### YOUR INSTRUCTIONS
Every line below that holds the string "form" should be copied out.

[RECORDS SUPPLIED]

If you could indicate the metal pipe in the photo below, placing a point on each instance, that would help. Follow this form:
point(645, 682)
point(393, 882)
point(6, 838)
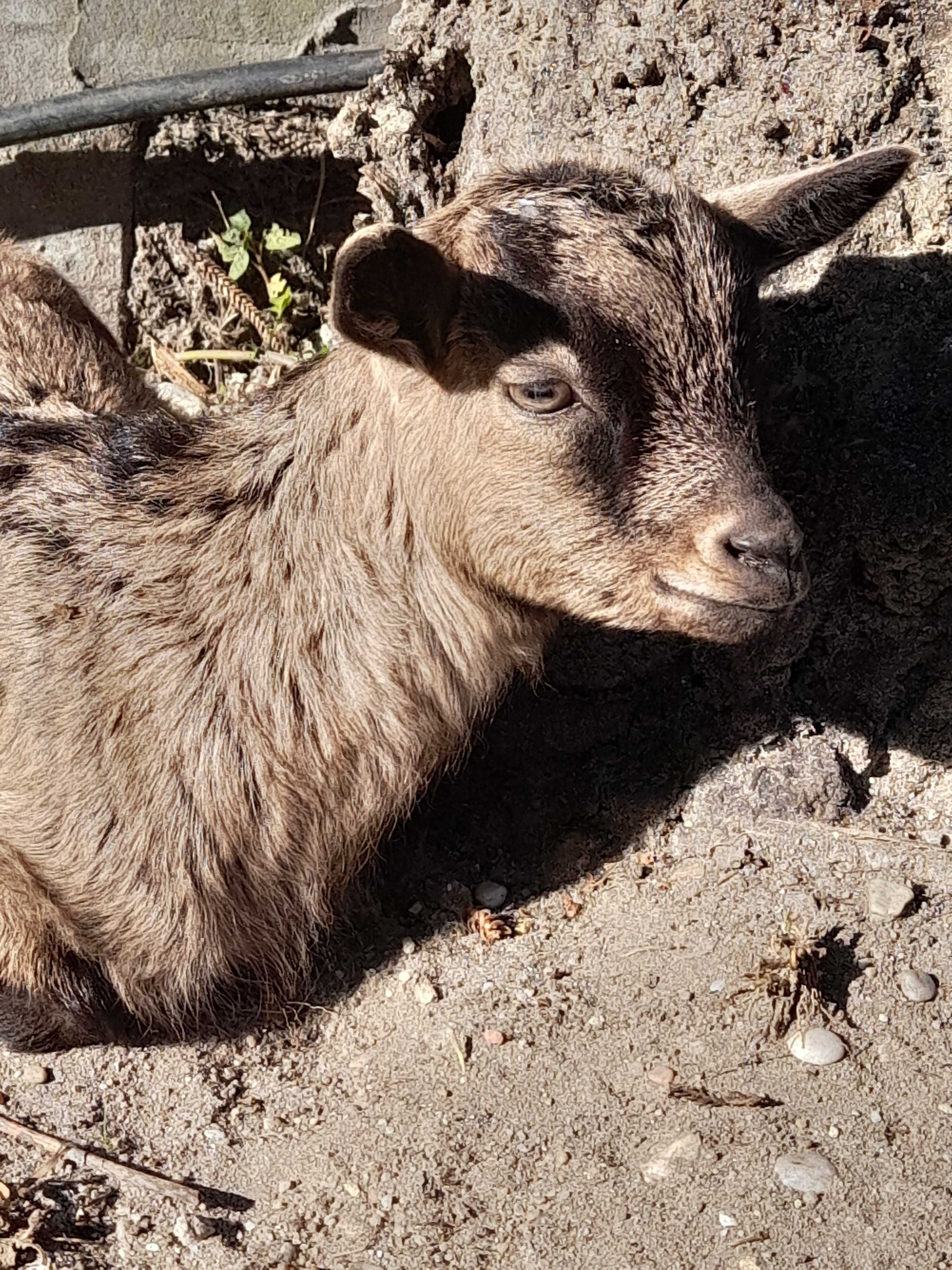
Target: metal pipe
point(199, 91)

[/RECORDS SUPPLIED]
[RECORDS SUPPLIED]

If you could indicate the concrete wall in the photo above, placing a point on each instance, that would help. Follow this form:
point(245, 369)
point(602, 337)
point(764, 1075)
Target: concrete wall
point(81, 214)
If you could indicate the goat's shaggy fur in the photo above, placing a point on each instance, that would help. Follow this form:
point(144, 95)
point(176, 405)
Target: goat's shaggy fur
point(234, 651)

[/RECORDS SUPPLIED]

### ANSWER BELOW
If you could indicate the metal pipe in the photo below, placing a point on each instance, that would help. Follow this form:
If you could indicate the concrete wall in the photo above, placing a point on each instance, that would help. Follow this form:
If you could indicate the goat's shaggy fur in the photo above, placing a point on each instance, that would help. Follow this form:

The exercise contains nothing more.